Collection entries
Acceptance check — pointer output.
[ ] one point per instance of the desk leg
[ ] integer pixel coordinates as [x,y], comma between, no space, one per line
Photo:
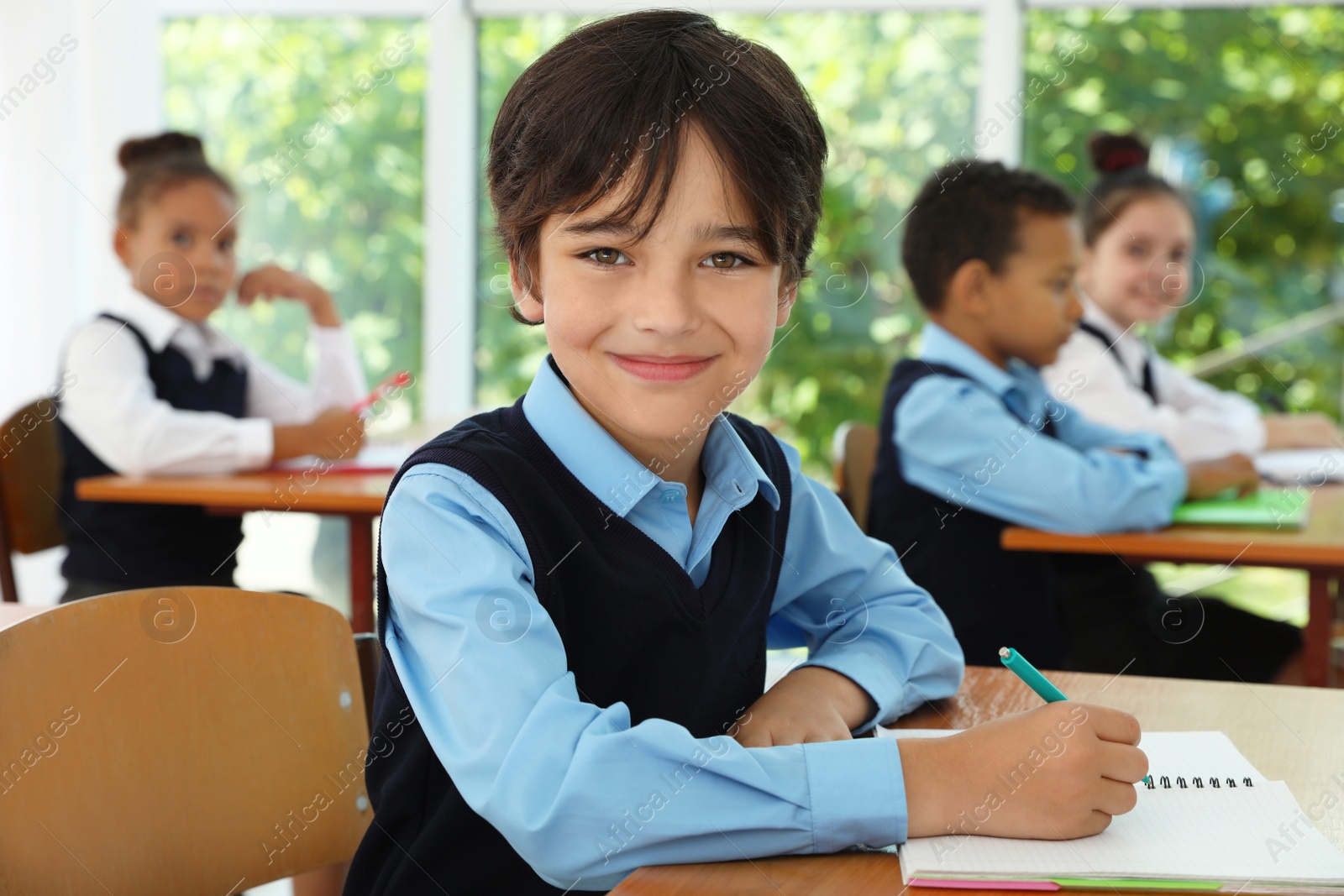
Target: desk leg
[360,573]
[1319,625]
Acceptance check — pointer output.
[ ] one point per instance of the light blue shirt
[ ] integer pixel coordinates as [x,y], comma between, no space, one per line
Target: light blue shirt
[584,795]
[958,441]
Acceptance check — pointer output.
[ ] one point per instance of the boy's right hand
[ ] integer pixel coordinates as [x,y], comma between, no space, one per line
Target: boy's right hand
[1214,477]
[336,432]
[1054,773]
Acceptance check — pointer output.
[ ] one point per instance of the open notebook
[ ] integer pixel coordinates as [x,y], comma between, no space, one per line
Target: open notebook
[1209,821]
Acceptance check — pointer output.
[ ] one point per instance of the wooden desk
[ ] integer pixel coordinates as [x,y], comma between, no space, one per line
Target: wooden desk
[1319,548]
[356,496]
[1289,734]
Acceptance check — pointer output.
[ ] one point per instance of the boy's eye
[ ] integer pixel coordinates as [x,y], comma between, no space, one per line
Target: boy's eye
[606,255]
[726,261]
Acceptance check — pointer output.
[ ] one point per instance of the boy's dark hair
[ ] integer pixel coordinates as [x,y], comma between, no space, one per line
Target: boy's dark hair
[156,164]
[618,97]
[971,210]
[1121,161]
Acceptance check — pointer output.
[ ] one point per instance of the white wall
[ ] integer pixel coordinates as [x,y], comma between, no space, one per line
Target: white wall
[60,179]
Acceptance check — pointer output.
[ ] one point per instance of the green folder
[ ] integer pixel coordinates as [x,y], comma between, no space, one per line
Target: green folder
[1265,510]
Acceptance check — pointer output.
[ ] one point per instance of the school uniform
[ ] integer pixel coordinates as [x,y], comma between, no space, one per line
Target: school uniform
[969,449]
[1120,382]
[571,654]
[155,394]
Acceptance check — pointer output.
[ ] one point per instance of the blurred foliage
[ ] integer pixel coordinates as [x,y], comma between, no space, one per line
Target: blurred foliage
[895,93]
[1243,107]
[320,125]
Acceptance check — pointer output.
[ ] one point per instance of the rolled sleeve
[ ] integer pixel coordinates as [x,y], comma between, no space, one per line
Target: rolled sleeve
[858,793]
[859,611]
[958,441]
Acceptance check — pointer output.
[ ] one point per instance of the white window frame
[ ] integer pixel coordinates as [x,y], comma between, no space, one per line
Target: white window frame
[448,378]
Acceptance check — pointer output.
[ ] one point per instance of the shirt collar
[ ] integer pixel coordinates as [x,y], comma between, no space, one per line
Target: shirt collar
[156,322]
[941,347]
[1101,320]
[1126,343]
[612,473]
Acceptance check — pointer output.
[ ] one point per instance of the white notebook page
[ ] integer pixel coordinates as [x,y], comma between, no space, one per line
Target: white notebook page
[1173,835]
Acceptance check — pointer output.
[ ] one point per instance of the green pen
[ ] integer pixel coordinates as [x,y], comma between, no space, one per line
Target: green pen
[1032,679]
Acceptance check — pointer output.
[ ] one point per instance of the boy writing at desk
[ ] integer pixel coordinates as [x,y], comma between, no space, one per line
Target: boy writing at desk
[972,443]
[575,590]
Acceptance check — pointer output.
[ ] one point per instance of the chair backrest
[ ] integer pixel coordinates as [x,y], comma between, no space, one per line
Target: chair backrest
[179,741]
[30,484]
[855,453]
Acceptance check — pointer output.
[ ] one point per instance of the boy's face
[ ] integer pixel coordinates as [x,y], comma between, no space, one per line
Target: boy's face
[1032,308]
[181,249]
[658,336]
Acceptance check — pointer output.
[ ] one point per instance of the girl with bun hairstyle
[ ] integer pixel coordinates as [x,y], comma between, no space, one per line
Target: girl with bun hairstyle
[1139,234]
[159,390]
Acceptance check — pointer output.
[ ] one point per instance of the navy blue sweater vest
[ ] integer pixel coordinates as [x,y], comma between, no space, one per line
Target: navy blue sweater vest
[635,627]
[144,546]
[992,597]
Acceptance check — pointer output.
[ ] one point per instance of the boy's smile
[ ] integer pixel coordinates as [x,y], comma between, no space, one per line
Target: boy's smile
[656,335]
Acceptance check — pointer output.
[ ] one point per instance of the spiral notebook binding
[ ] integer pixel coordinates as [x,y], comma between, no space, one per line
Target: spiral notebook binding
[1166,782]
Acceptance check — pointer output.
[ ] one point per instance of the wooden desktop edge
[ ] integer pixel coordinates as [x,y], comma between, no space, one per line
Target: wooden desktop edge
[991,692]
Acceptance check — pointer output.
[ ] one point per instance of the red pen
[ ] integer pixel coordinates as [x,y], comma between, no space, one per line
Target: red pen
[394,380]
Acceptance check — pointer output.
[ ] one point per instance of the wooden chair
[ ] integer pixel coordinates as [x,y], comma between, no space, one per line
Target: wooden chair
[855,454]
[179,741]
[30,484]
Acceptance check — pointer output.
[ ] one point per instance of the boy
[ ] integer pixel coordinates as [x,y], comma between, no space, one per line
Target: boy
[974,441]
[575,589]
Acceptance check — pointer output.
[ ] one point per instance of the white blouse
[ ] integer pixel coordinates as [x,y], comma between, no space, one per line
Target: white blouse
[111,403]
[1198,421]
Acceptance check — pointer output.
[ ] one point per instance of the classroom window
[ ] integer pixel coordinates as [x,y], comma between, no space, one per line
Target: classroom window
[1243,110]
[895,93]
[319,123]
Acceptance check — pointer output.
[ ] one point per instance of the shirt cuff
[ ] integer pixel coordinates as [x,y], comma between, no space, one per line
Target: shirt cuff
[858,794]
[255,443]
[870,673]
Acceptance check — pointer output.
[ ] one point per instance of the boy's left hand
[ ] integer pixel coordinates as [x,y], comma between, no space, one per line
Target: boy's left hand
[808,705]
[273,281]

...

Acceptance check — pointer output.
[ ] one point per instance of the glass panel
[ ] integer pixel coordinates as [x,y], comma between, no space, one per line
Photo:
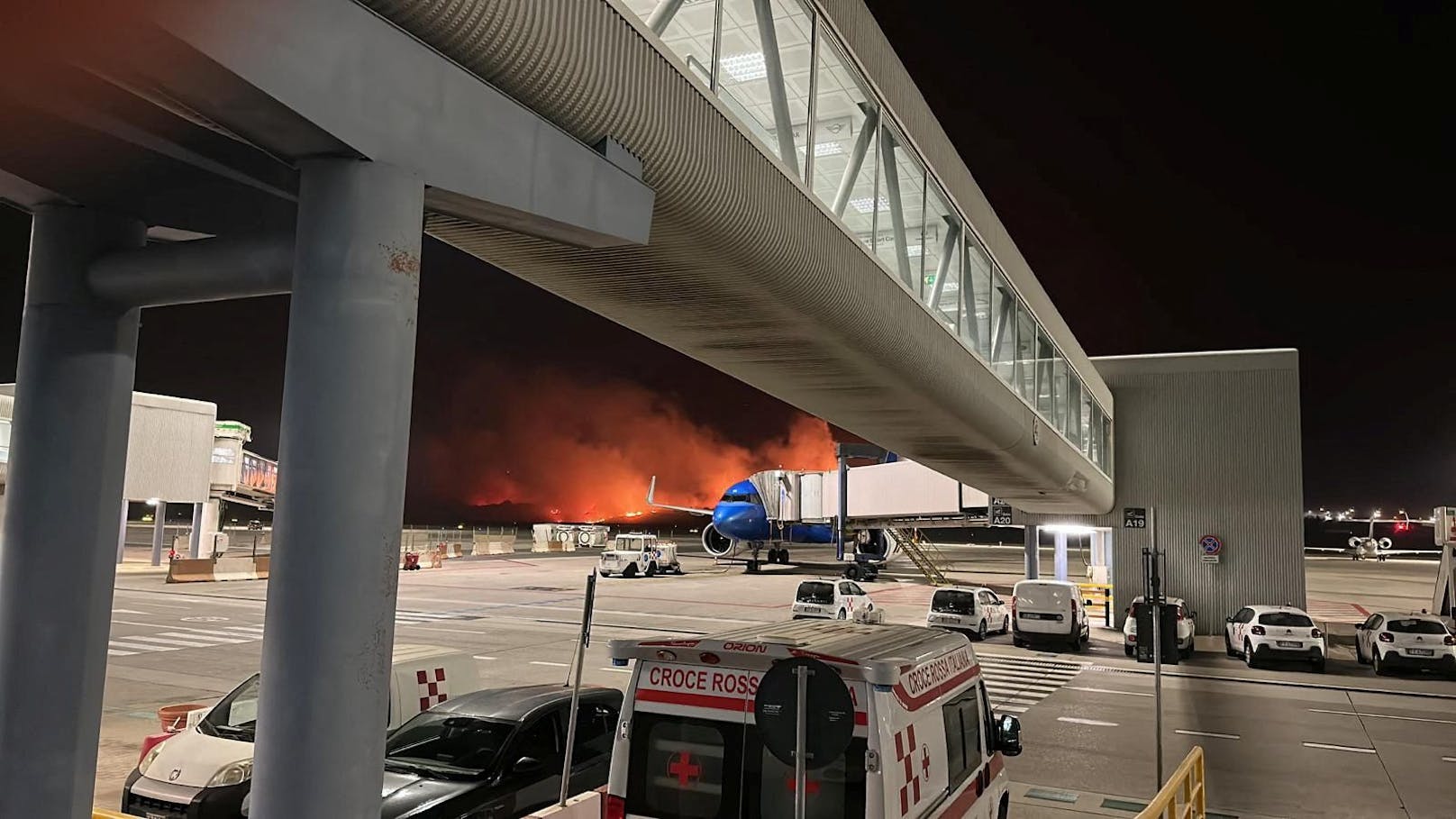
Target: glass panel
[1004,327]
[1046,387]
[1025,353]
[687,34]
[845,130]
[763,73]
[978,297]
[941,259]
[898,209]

* **What you have to do**
Count the lines in the items above that contain the string "foliage", treating case as significant. Give only the number.

* **Output for this exercise**
2